An exact reproduction of all entries is expected.

**********

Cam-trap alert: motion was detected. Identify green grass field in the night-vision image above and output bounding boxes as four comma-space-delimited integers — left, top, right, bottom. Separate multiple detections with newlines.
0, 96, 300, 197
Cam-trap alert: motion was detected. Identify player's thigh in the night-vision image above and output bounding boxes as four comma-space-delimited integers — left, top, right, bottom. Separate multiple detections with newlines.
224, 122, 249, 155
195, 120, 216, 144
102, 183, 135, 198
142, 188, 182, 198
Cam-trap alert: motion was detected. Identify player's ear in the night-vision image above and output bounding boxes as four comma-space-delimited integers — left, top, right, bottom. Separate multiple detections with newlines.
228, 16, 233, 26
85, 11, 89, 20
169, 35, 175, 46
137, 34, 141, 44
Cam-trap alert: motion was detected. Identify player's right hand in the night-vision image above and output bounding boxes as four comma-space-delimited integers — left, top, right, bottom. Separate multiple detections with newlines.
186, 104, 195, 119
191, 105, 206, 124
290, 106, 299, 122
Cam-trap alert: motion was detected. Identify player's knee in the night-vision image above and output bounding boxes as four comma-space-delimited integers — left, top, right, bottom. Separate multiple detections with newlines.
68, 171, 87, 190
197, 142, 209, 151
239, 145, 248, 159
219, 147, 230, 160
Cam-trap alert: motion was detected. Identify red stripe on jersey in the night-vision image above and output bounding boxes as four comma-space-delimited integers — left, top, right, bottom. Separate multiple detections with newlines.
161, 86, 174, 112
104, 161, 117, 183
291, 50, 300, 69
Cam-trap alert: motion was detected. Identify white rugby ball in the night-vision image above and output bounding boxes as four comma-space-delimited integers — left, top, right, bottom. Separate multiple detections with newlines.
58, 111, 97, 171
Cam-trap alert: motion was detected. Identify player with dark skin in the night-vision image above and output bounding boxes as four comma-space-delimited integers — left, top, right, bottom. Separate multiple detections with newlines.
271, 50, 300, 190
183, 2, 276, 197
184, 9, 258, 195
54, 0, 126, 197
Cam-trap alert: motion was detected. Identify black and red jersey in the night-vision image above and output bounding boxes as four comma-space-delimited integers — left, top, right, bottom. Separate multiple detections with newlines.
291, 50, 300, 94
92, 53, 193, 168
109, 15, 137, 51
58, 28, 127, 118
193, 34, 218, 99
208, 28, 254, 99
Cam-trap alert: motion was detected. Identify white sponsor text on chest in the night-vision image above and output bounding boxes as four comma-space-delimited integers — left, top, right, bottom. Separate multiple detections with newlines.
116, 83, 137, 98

**********

**Result for this exercise:**
Cam-trap alert: motion was detected. Identify green grass field in the night-vision image above and output bounding boxes as four comma-space-delimited integers — left, top, right, bottom. Separate multiple detections with newlines.
0, 96, 300, 197
Cam-trap alert: motion was detected. Identify player's thigh in the night-vision image above and output bounding boxes as four comma-space-delimited integers — left, top, right, bottom. Separate multiple detections with newlines.
224, 122, 249, 155
195, 120, 216, 144
102, 183, 135, 198
142, 188, 182, 198
Cam-trap alert: motion was detected. Identify player's ear in the night-vision image above and output bounding boxes as four comma-space-delimited integers — left, top, right, bottom. Separate multiple detections with newlines.
228, 16, 233, 26
85, 11, 89, 20
169, 35, 175, 46
137, 34, 141, 44
Cam-trap alert: motion was detected. Identify player's right hand in the night-vision image above and output bounding boxes as four comma-space-delimited integers — left, top, right, bottom. Separate multiple detections with newlines.
186, 104, 195, 119
191, 105, 206, 124
290, 106, 299, 122
Cam-trap alert: motion was detected. Identify player's knee in the night-vision image above and output bounding boxes as four comma-space-delimited integers — left, top, right, bottom. Separate multiple detections with newlines.
68, 171, 87, 190
197, 142, 209, 151
239, 145, 248, 159
219, 147, 230, 160
Cam-trap alert: motion was detected. Identify red stripe on jersey in the night-vision image above and output bounding boxes as four comma-space-delimited integers — left, top, right, bottom. Separate multiple detections with newlines.
161, 86, 174, 112
104, 161, 117, 183
291, 50, 300, 69
Cam-trap alert: motion was detected. Identify white rugby ball in the night-vision image above and output bounding boxes as four comma-space-delimited integers — left, top, right, bottom. Separate multiple detections with newlines.
58, 111, 97, 171
Cam-trap alert: motion was detected. Identify player with dark skin in the night-vision image above and output bounding boxes as four comma-space-delimited integers — left, top, right, bottom. Separate multiple detections with newlines.
271, 50, 300, 190
183, 2, 276, 197
184, 9, 258, 195
54, 0, 126, 197
Cam-trap alert: motion was detected. Identify black and red jersey in the night-vision image above and output bounding boxes as four comma-space-delimited integers — left, top, right, bottom. Separate multiple detections with newlines.
291, 50, 300, 94
92, 53, 193, 168
109, 15, 137, 51
58, 28, 127, 118
193, 34, 218, 99
208, 28, 254, 99
Cam-trap alert: motion was detected. Identify white sponsor text on chest in the night-vision image above and output bounding boxes as four comma-space-delimited integers — left, top, right, bottom. Separate multiple detections with newlines.
116, 83, 137, 98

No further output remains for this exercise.